Location identification items:
────────

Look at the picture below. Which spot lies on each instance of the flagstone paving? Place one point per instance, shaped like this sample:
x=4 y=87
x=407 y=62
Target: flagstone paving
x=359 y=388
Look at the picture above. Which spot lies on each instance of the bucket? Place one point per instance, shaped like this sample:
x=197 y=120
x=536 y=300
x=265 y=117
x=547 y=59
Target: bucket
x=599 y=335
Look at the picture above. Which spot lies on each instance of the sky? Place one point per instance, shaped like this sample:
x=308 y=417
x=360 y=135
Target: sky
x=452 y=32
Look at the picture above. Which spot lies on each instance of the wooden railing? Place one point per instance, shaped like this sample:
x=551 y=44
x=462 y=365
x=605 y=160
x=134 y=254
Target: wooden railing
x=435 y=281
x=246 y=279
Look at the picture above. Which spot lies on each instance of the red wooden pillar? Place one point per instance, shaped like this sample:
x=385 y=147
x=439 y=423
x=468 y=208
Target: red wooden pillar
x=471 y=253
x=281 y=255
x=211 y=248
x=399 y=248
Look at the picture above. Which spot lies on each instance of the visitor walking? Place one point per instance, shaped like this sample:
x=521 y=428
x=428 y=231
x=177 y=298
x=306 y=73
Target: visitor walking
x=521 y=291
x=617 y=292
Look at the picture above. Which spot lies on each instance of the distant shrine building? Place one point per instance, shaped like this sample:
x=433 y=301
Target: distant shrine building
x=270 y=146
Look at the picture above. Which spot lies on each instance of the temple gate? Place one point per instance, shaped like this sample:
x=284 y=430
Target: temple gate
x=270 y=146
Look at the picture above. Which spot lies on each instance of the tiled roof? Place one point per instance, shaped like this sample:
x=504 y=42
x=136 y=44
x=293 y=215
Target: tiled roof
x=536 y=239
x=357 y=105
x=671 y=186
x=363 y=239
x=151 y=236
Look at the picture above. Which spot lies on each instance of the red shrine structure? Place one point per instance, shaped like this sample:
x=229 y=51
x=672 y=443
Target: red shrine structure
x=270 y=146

────────

> **Your goal**
Print all of the lines above again, character for character, without changing anything.

> **Correct response**
Look at the picture below. Which spot lies on each instance of the flagstone paving? Place one point per instance, shaped like this sample:
x=4 y=87
x=407 y=62
Target: flagstone paving
x=359 y=388
Look at the picture above. Which spot lies on each instance of the bucket? Place one point per instance, shaped like this sample:
x=197 y=120
x=536 y=300
x=265 y=117
x=547 y=59
Target: bucket
x=599 y=335
Look at the picture above. Which spot lies on each instance of the sky? Place one point per instance, shaped like this sample:
x=308 y=417
x=360 y=135
Target: sky
x=452 y=32
Look at the picture above. Which spot lies on each instance of the wooden railing? Place one point per instance, shaped like this sample:
x=551 y=44
x=462 y=365
x=605 y=160
x=134 y=254
Target: wooden railing
x=435 y=281
x=246 y=279
Look at the picture above. Which spot lies on each instance of the red wooden pillar? Place one point per instance, shaped like this sample:
x=385 y=147
x=439 y=423
x=468 y=208
Target: red wooden pillar
x=471 y=253
x=281 y=255
x=211 y=248
x=399 y=248
Look at the picture above. Which spot lies on each instance of the visitor walking? Place one point per instance, shaped like this sample:
x=521 y=428
x=428 y=231
x=177 y=298
x=306 y=73
Target: visitor walking
x=521 y=291
x=617 y=292
Look at the picture above. Which spot lies on each instance of the distant shrine building? Place one point per instance, shaped like this sample:
x=433 y=301
Target: distant shrine building
x=270 y=146
Look at the picture above. Which spot lies on each instance of the temple gate? Place one point per instance, shaped like this sample:
x=284 y=430
Target: temple gate
x=270 y=146
Look at the picture above. Which spot lies on each instance of the tiled roof? Place one point per instance, shaped like this sample:
x=504 y=42
x=136 y=44
x=293 y=215
Target: tiled roof
x=536 y=239
x=357 y=105
x=671 y=186
x=363 y=239
x=151 y=236
Look at the picture above. Which spot lies on each instance of the red shrine structure? Place one point per instance, shaped like this sample:
x=229 y=51
x=672 y=443
Target: red shrine structure
x=270 y=146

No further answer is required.